RECORD EXTRACTS START

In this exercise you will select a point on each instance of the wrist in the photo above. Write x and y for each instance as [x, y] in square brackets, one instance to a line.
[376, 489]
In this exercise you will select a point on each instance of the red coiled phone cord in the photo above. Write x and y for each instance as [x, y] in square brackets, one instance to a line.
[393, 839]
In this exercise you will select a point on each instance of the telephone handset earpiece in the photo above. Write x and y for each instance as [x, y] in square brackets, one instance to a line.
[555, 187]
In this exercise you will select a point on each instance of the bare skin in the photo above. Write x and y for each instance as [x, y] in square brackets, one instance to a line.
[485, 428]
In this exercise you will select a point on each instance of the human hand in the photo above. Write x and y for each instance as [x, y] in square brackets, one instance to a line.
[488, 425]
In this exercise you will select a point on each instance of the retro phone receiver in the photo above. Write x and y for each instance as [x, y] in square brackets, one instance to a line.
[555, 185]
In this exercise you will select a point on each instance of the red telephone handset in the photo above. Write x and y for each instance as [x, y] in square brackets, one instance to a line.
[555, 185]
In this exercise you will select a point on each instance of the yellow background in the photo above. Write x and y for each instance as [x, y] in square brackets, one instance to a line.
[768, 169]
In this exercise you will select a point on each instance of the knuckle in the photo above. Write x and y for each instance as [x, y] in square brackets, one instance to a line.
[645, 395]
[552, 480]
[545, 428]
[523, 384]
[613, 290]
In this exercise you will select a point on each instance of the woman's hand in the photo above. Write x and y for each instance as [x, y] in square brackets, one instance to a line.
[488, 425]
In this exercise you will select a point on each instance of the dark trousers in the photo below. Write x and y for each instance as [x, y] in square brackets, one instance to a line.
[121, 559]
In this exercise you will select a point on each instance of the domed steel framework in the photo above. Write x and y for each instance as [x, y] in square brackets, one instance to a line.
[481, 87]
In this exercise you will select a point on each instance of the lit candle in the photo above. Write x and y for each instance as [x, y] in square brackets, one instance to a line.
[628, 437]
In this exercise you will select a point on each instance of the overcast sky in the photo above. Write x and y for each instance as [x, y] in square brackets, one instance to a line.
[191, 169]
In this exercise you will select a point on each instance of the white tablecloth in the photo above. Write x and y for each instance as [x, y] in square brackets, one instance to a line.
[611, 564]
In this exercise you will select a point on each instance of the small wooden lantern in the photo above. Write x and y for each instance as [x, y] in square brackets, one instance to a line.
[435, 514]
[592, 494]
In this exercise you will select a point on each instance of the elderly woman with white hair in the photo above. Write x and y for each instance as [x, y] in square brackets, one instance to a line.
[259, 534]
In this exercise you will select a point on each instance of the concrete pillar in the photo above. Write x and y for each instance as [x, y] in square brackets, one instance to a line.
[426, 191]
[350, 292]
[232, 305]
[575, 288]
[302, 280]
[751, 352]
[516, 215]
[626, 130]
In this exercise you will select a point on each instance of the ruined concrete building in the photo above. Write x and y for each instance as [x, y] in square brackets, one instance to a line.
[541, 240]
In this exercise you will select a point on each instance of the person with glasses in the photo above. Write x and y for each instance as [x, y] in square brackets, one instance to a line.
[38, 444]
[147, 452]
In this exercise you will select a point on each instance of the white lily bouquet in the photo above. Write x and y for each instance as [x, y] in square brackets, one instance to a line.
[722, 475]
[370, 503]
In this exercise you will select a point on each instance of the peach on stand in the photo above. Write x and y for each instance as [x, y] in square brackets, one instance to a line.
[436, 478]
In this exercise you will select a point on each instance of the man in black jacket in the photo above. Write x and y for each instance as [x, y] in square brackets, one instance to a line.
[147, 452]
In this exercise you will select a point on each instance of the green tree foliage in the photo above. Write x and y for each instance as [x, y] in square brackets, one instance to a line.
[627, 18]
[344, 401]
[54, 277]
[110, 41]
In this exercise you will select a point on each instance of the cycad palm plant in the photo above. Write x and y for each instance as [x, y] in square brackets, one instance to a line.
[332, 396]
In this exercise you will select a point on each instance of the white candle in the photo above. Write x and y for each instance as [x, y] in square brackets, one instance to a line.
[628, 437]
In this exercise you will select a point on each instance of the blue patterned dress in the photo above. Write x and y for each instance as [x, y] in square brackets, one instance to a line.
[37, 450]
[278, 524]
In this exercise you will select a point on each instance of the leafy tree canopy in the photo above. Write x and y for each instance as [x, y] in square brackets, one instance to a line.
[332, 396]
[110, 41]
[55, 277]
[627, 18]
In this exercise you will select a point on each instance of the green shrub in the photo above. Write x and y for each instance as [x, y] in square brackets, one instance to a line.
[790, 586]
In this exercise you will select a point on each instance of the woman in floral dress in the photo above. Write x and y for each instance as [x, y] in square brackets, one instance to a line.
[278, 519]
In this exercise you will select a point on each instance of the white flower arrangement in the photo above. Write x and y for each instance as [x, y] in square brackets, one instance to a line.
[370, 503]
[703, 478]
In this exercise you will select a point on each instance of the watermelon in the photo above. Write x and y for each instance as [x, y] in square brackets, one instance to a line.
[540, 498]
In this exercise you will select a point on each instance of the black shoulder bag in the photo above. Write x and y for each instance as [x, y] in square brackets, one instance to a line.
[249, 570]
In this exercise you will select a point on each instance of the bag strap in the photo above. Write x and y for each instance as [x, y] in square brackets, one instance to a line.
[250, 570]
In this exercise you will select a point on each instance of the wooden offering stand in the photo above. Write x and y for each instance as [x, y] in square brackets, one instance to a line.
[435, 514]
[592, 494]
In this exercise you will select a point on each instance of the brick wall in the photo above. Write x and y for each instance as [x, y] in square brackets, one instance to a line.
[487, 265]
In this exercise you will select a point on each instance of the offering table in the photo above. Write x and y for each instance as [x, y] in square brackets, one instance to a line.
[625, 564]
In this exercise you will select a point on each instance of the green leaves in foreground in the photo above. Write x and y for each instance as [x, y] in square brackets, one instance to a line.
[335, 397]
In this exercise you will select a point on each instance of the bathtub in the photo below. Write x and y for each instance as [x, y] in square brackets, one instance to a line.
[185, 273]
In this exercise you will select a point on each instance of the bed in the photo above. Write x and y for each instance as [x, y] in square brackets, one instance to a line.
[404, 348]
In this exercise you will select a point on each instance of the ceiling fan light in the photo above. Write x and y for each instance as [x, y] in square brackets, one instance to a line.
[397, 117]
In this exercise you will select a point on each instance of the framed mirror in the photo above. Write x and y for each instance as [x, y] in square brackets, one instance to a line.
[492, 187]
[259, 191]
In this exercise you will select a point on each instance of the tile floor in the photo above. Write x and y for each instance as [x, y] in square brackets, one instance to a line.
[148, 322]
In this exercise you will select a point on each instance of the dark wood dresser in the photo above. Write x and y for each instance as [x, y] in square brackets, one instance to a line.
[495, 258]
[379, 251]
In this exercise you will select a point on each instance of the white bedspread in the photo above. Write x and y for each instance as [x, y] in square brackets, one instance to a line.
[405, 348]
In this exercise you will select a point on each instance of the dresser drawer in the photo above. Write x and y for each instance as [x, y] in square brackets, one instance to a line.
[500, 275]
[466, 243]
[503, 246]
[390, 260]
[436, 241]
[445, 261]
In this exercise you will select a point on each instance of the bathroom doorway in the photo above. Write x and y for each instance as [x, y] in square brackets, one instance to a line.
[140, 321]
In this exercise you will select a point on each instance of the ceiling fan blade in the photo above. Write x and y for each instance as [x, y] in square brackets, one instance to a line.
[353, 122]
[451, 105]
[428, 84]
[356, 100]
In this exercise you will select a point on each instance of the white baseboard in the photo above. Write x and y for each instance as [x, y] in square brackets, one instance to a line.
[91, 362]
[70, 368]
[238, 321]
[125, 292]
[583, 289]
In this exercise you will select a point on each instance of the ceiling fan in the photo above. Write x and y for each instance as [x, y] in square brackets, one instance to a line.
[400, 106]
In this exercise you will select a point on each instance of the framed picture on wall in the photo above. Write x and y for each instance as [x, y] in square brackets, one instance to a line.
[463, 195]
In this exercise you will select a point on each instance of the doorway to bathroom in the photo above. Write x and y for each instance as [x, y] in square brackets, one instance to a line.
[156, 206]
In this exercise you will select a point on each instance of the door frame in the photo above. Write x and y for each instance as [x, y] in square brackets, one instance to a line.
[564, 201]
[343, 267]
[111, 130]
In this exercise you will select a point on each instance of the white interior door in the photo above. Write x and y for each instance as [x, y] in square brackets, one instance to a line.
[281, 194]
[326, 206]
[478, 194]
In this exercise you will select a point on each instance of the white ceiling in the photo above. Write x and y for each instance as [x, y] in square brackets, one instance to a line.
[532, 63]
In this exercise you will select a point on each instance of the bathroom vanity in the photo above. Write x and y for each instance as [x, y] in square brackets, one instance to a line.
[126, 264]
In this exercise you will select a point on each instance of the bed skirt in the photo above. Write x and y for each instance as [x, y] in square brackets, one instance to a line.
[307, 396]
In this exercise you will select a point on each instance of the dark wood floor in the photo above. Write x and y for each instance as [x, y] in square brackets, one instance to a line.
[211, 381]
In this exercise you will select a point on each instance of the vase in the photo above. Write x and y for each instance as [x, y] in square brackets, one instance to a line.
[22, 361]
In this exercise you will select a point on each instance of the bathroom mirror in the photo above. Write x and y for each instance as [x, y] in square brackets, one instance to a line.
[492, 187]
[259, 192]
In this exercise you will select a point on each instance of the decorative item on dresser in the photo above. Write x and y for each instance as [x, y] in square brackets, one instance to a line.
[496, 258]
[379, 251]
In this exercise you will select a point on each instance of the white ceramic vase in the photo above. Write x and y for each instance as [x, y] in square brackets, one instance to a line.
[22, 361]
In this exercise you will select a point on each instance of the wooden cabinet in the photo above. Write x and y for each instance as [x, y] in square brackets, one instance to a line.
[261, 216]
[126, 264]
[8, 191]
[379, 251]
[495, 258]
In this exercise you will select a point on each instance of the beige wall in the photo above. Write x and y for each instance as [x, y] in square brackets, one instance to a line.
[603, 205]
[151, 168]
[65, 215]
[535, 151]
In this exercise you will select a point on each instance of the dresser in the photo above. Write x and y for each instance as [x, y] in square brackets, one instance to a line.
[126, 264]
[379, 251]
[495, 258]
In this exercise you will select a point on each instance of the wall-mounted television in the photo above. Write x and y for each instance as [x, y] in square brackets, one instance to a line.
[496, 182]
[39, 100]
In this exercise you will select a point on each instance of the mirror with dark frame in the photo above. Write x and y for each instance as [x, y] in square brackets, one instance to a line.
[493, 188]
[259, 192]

RECORD EXTRACTS END

EXERCISE DETAILS: What must be transcribed is the run of lines from the one containing "of the beige" to the last line of the data above, inclusive, and only that.

EXERCISE RESPONSE:
In this exercise you will select a point on each instance of the beige wall in the photo above. Write x and y for each instance as [x, y] in square brackets, one instance to a line.
[603, 205]
[151, 168]
[65, 215]
[535, 151]
In this exercise you will select a point on each instance of the dresser in the photo above. Write x and y for each instance as [x, y] in square brackets, one instance to a line.
[126, 264]
[379, 251]
[495, 258]
In this exercise you will select a point on each instance of the wall-mounted television in the photo above. Write x and y for each instance as [x, y] in square brackets, one instance to a line.
[496, 182]
[39, 100]
In this exercise you will select a point on each instance of the mirror with dark frame in the photo above. Write x and y for each instance as [x, y] in square brackets, one instance to a line.
[493, 188]
[259, 192]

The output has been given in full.